• _Data_
┄┄┄┄┄┄
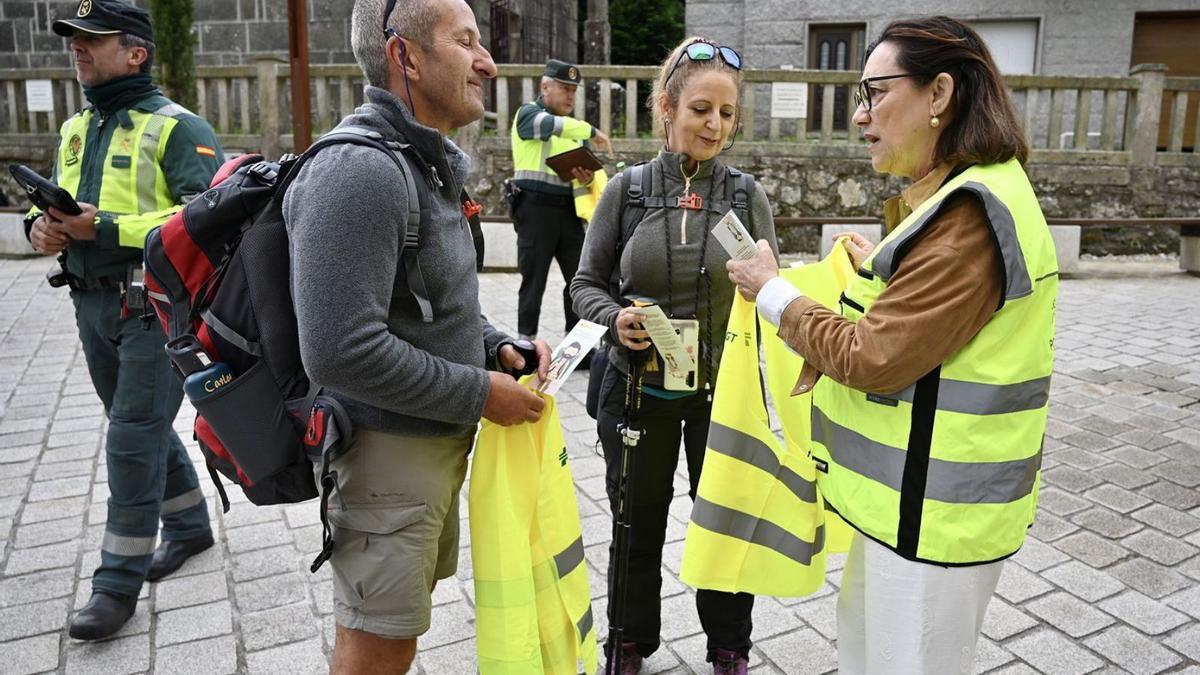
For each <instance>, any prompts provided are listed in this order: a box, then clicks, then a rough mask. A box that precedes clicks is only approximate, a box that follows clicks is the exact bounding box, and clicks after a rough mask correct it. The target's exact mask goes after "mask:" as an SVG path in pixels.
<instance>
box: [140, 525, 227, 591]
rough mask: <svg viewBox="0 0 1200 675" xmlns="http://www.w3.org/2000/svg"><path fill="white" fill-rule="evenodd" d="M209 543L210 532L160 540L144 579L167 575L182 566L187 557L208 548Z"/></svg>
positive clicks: (157, 579) (211, 541) (184, 561)
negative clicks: (172, 538) (183, 538)
mask: <svg viewBox="0 0 1200 675" xmlns="http://www.w3.org/2000/svg"><path fill="white" fill-rule="evenodd" d="M211 545H212V532H206V533H204V534H200V536H199V537H193V538H191V539H181V540H178V542H175V540H172V542H167V540H164V542H162V543H161V544H158V548H157V549H155V551H154V557H152V558H151V561H150V571H149V572H148V573H146V579H148V580H150V581H157V580H160V579H162V578H163V577H167V575H168V574H170V573H173V572H175V571H176V569H179V568H180V567H182V566H184V562H186V561H187V558H190V557H192V556H193V555H196V554H199V552H203V551H206V550H209V548H210V546H211Z"/></svg>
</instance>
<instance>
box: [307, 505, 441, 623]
mask: <svg viewBox="0 0 1200 675" xmlns="http://www.w3.org/2000/svg"><path fill="white" fill-rule="evenodd" d="M337 501H338V500H337V496H336V495H335V496H334V497H332V498H331V500H330V509H329V522H330V525H332V527H334V539H335V542H336V543H335V544H334V556H332V558H331V560H332V563H334V565H332V571H334V579H335V591H336V593H335V597H336V599H337V601H338V602H340V603H342V604H344V605H347V607H349V608H352V609H355V610H358V611H360V613H362V614H365V615H368V616H377V617H395V619H401V617H407V616H409V615H412V614H414V613H418V611H424V613H426V614H427V613H428V608H427V607H426V605H428V604H430V590H428V585H427V584H426V581H425V557H426V556H425V549H426V548H427V543H426V540H425V539H426V538H427V537H422V533H421V532H420V531H414V527H415V526H416V525H419V524H420V522H422V521H424V519H425V512H426V504H425V502H400V503H370V504H347V506H346V507H344V508H335V506H338V507H340V506H341V504H337ZM428 545H432V544H428ZM422 607H424V608H425V609H424V610H422V609H421V608H422Z"/></svg>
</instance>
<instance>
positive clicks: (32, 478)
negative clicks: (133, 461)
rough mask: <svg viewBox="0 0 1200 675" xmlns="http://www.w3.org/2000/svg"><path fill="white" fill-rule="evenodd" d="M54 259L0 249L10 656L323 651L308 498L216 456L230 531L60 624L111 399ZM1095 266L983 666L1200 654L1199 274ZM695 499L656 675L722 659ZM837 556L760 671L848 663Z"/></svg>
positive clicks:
┄┄┄┄┄┄
• _Action item_
Search the preceding listing for "positive" and extract every line where it is found.

• _Answer to this problem_
positive clicks: (157, 579) (211, 541) (184, 561)
positive clicks: (32, 478)
positive clicks:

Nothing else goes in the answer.